* _Source records_:
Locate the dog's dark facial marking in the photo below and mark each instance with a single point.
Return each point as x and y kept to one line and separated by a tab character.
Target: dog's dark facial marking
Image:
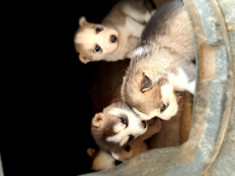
131	137
127	148
113	38
124	120
163	107
98	29
98	48
144	123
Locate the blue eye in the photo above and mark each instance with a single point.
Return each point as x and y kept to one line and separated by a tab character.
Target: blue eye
123	120
97	30
97	48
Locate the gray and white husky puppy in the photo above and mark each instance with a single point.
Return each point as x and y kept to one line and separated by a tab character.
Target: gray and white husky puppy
162	64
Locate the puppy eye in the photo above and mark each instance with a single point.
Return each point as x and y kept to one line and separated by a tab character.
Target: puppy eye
97	30
131	137
163	107
97	48
127	148
123	120
117	162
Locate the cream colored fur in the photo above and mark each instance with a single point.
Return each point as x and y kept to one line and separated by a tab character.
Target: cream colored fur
161	65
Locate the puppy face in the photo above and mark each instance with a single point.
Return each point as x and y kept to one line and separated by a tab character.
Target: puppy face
115	127
149	92
94	42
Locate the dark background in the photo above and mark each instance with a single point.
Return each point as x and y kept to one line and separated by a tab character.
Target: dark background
56	133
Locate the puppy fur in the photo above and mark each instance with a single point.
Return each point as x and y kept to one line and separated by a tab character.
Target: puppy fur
162	64
102	160
116	36
116	126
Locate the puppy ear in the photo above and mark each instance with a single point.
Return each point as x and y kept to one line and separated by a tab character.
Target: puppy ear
147	82
91	152
83	59
98	120
82	21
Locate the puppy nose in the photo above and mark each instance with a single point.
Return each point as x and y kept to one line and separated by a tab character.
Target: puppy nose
113	38
117	162
144	123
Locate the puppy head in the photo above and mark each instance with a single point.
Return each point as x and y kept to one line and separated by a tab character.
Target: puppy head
94	42
115	127
132	149
148	92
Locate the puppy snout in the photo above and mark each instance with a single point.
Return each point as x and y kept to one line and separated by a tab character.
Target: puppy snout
113	38
144	123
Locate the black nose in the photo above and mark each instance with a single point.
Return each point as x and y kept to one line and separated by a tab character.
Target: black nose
144	124
113	38
117	162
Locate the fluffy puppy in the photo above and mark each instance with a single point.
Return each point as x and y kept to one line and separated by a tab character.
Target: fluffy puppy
117	126
102	160
116	36
161	65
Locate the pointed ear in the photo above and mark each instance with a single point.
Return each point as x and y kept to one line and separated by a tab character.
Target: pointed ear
82	21
147	82
98	120
91	152
83	59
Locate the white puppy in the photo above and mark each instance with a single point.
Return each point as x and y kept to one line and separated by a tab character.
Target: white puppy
116	36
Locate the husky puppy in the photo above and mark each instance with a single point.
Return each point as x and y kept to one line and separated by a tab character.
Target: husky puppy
162	64
102	160
118	33
117	126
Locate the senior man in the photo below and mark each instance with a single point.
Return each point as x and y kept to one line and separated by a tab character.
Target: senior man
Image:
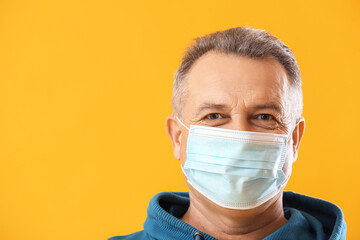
236	129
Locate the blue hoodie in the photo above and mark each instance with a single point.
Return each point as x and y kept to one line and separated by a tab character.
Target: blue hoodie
307	218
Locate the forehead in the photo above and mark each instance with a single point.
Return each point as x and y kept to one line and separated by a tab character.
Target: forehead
236	80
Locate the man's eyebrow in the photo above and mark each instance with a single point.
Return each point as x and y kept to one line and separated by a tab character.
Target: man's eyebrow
277	107
206	106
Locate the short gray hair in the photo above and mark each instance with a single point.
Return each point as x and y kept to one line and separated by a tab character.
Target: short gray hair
248	42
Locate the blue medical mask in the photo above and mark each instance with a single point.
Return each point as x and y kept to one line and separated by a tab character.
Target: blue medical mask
235	169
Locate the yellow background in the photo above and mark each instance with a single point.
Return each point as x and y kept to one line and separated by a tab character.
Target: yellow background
85	88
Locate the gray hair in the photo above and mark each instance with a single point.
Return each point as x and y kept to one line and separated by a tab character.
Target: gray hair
248	42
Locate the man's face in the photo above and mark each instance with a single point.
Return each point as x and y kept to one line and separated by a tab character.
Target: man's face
239	93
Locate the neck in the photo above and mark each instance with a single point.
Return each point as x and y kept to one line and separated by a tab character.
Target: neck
230	224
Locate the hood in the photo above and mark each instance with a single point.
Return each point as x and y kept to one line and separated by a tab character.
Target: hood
308	218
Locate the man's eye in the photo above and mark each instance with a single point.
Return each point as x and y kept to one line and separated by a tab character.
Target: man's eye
213	116
265	117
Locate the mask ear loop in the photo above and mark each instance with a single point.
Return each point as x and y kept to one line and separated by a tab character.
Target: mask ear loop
182	123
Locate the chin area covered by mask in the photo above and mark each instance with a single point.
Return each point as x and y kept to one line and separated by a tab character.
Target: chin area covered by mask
235	169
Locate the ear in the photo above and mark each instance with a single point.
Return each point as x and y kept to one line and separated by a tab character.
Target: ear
297	135
173	130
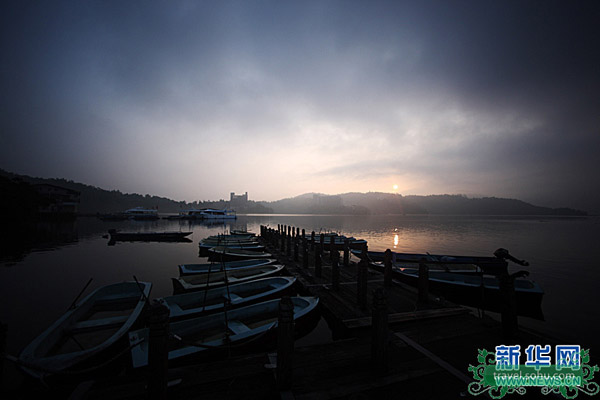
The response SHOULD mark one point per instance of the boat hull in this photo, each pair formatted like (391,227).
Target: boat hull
(78,341)
(248,328)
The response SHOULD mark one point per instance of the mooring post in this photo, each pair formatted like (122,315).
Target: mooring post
(285,343)
(387,272)
(361,289)
(332,249)
(364,253)
(380,334)
(158,323)
(296,249)
(3,338)
(304,254)
(508,314)
(335,270)
(318,260)
(346,252)
(423,283)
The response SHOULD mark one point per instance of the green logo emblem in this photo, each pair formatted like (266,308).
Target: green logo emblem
(500,373)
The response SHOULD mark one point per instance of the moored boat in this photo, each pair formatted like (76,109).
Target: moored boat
(479,291)
(216,279)
(141,213)
(191,269)
(198,338)
(148,236)
(89,333)
(193,304)
(226,254)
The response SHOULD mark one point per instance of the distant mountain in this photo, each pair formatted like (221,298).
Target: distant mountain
(387,203)
(97,200)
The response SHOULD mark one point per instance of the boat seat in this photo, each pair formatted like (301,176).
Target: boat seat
(237,327)
(97,324)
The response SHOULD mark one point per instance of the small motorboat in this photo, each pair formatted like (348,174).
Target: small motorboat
(89,333)
(191,269)
(217,279)
(197,338)
(479,291)
(169,236)
(221,253)
(194,304)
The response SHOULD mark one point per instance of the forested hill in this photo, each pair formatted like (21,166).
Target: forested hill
(388,203)
(96,200)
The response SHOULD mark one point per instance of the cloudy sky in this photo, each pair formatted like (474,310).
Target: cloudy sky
(195,99)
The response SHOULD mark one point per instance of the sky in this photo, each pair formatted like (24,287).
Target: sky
(192,100)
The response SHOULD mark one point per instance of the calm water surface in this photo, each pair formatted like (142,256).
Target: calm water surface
(42,275)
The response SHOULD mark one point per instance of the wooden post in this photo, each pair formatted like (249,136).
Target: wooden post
(335,270)
(387,272)
(304,254)
(380,334)
(158,322)
(508,314)
(3,338)
(364,254)
(346,252)
(423,283)
(318,260)
(361,289)
(296,249)
(285,343)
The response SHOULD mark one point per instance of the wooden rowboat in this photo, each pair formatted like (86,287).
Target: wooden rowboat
(87,333)
(194,304)
(216,279)
(226,254)
(192,269)
(478,290)
(172,236)
(198,338)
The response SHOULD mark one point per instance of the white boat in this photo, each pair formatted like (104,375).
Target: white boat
(192,269)
(200,337)
(222,253)
(212,213)
(217,279)
(140,213)
(194,304)
(95,327)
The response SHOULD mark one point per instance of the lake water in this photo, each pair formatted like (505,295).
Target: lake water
(45,268)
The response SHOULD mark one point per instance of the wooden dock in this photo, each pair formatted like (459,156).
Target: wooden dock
(421,350)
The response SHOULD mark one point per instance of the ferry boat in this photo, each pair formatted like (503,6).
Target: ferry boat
(212,213)
(141,213)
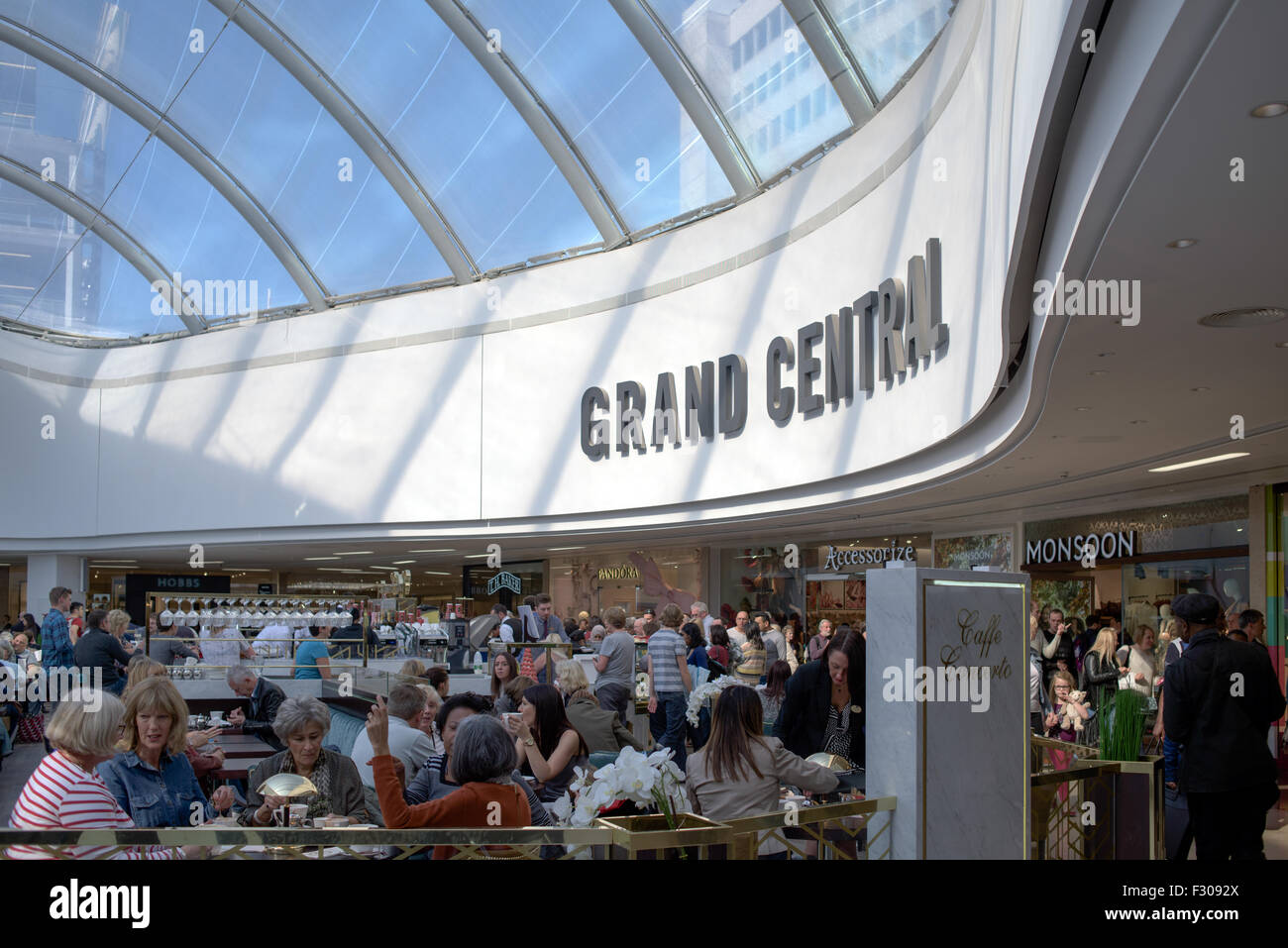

* _Task brief_: You are asked to output the records precisely as they appear, minus any pictures.

* _Solution to this exercise_:
Locate the dog's dark facial marking in the photo below and mark each instance with a single point.
Return each point as x and y kept to one line and separated by a tab character.
Target: dog's dark facial marking
Image:
131	137
127	148
113	38
124	120
163	107
98	29
98	48
144	123
Locate the blue eye in the photo above and mark each instance with a single point.
Return each point as x and y kept to one line and separated by a tab character.
Target: blue eye
123	120
97	30
97	48
Locate the gray and white husky puppy in the photo above and mark each instance with a single point.
Return each point as x and y kept to one line and separated by a tab character.
Target: gray and white husky puppy
162	64
Locate the puppy eye in the photo above and mark each instance with a single point.
Return each point as x and y kept to one line and separated by a tab character.
Target: puppy eye
97	30
131	137
163	107
97	48
127	148
123	120
117	162
Locate the cream colored fur in the photo above and mark each instance with a single point.
Return each point as x and y kept to one line and separated by a tab character.
Target: cream colored fur
161	65
Locate the puppy face in the photo above and mark each instance with a single point.
Return each point as x and y kept to one line and separated by a tab character.
Target: puppy face
115	127
149	92
94	42
Locate the dark background in the photo above and mark each instance with a single point.
Return each point as x and y kept to one line and separated by a tab character.
Target: dark background
56	133
Locate the puppy fur in the photo above and mark each instance with a single point.
Return each point as x and y kept to one line and separated by a tab character.
Target: puppy fur
162	64
102	160
116	36
116	126
Locate the puppy ear in the photo above and mark each instance with a single point.
Return each point as x and y kept to one line and separated by a tab character.
Target: puppy ear
147	82
91	152
83	59
98	120
82	21
Locate the puppy nose in the photo above and mark each instance with a single point.
Return each point as x and y kept to one line and separated by a tab character.
Target: puppy nose
113	38
117	162
144	123
Locate the puppy head in the photo above and mark each instance with a single point.
Return each point as x and y kept to one line and separated by a tab character.
Target: puppy head
94	42
115	127
132	149
148	92
Locate the puppy snout in the photo above and mark each instance with a single point.
Return each point as x and y kept to one line and separated by a tab character.
Target: puppy snout
113	38
144	123
Locate the black nose in the photo above and mark each instance with a single point.
Return each point as x and y kept to one line and separated by a tab character.
Target: black nose
144	124
113	38
117	162
Locate the fluffy puppy in the photo above and mark each instance with a single point.
Return each point as x and y kept to one line and separated by a tab character.
Target: fluffy puppy
117	126
102	160
116	36
161	65
Locate the pointed ear in the photo above and mark each instance with a single point.
Return each point as x and y kept to one line and separated by a tab character.
Target: pointed ear
82	21
147	82
98	120
91	152
83	59
Locate the white puppy in the photo above and mark each instance with a single point.
Return each point as x and y kept to one line and separated by a tab character.
Target: white puppy
116	36
Locate the husky puppy in the photo above and mark each instance with a single point.
Return each point as x and y kept to one line and separated by a tab character.
Target: husky puppy
162	64
102	160
118	33
117	126
Locate the senior man in the photo below and mark each instance with a single point.
Return each point as x and y kept to one line and separated by a tab character.
Target: senior man
Image:
236	129
Locate the blue hoodie in the photo above and mark each instance with a single point.
Return each point as x and y kept to one line and separated by a tab character.
Target: blue hoodie
307	218
Locate the forehead in the photo above and mark each instance with a single point.
Return each point as x and y kept to one line and separated by a tab character.
Target: forehead
236	80
Locate the man's eyebrow in the photo above and mark each instance with a single point.
Return each point as x and y kept to one line and separated by a tab character.
Target: man's eyebrow
277	107
206	106
Locate the short gray hair in the photo above and mark each instance with a single point.
Return each point as x and y kept to one line and separated by a tab character.
Target: short gray hair
248	42
Locate the blue medical mask in the photo above and mark each instance with a single point.
Return each point as x and y kept to one line and separated by a tab character.
Target: blue medical mask
235	169
Locate the yellow background in the photo above and mark each instance with a single point.
Return each point as x and y kept to one line and separated by a tab character.
Target: yellow background
85	88
Locate the gray hair in the photo above and mark each instance with a single point.
Return each point as x and y kept to one line and separated by a tab character.
Target: gray hair
248	42
Locate the man's face in the photo above and mark each instance with a single point.
Return each point as x and y kept to one line and separated by a tab character.
Target: man's face
239	93
Locate the neck in the photo above and mark each instance with a single point.
Return each point as x and y kept to one line and separated by a tab character.
Target: neck
230	224
Locate the hood in the photo above and mark each instance with a single point.
Return each point as x and y kept to one line and separated by a tab character.
Target: hood
308	218
Locate the man's eye in the photo above and mark each instance with a single point.
Return each point as x and y kept to one line and separated by a tab character.
Target: man's eye
213	116
265	117
Locate the mask ear loop in the photo above and mark each instance with a single point.
Return each point as x and y kept to one line and separated by a tab character.
Target: mask ear loop
182	123
Locate the chin area covered by mask in the photo above and mark each instance with a single point.
Return each point as x and y kept to one line and separated by a tab character.
Target: chin area covered by mask
235	169
Locate the ear in the photo above and mark each instance with a single point.
Return each point as x and y kept to one line and separated by a tab character.
Target: ear
297	135
173	130
The response SHOULD mark one point per instance of the boat hull in this photo, each pair formatted like (391,227).
Target: boat hull
(78,341)
(248,328)
The response SHOULD mark one point per instance of the mooring post in this photo, each pair formatted like (122,315).
Target: mooring post
(285,343)
(387,272)
(361,289)
(332,249)
(364,253)
(380,334)
(158,323)
(296,249)
(3,338)
(304,254)
(508,314)
(335,270)
(318,260)
(346,252)
(423,283)
The response SHOULD mark one point per instance of the green logo emblem in this photo, each pair formatted like (266,308).
Target: green logo emblem
(500,373)
The response SHOULD mark one point per instance of the moored boat in this photo, each pair formatted like (76,109).
Target: moored boat
(479,291)
(216,279)
(141,213)
(191,269)
(198,338)
(148,236)
(89,333)
(193,304)
(226,254)
The response SHOULD mark one point per instance of the distant mountain in this photo, each pair formatted like (221,298).
Target: distant mountain
(387,203)
(97,200)
The response SHOULD mark one point per instance of the boat seat in this photo, each pair formatted like (301,176).
Target: boat seat
(237,327)
(97,324)
The response SHOULD mark one point per instance of the small motorboat in this photo, each pair formatted like (348,174).
Target: small motorboat
(89,333)
(191,269)
(217,279)
(197,338)
(479,291)
(169,236)
(221,253)
(194,304)
The response SHOULD mark one point per instance of the forested hill in this photo, each pair formatted like (21,166).
Target: forested hill
(388,203)
(96,200)
The response SHOULD mark one point per instance of the cloudy sky in this photo, each pair formatted like (474,310).
Target: cloudy sky
(195,99)
The response SHOULD mark one point per instance of the sky in this photo, each pair formatted like (24,287).
Target: sky
(192,100)
The response SHOULD mark one point per instance of the calm water surface in this photo, each pair formatted like (142,256).
Target: calm water surface
(42,275)
The response SHOULD mark one point per instance of the wooden post in this photo, each pair formatted like (249,136).
Target: wooden post
(335,270)
(387,272)
(304,254)
(380,334)
(158,322)
(508,314)
(3,338)
(364,254)
(346,252)
(423,283)
(318,260)
(361,289)
(296,249)
(285,343)
The response SHOULD mark one point per instance of the wooden rowboat in this photo, each pair formatted like (86,287).
Target: wooden rowboat
(87,333)
(194,304)
(216,279)
(226,254)
(192,269)
(478,290)
(172,236)
(198,338)
The response SHOULD mark one point per instance of the white boat in this photo, each pair formatted like (104,375).
Target: white boat
(192,269)
(200,337)
(222,253)
(212,213)
(217,279)
(140,213)
(194,304)
(95,327)
The response SHOULD mark one point per instance of the lake water in this photo, each pair formatted like (505,295).
Target: lake water
(45,268)
The response SHOULD mark one point per instance of the wooden dock in this photo, each pair formatted like (459,156).
Target: wooden dock
(421,350)
The response SHOULD mark one point per instance of the ferry boat in this photo, each pair formatted like (503,6).
Target: ferry boat
(212,213)
(141,213)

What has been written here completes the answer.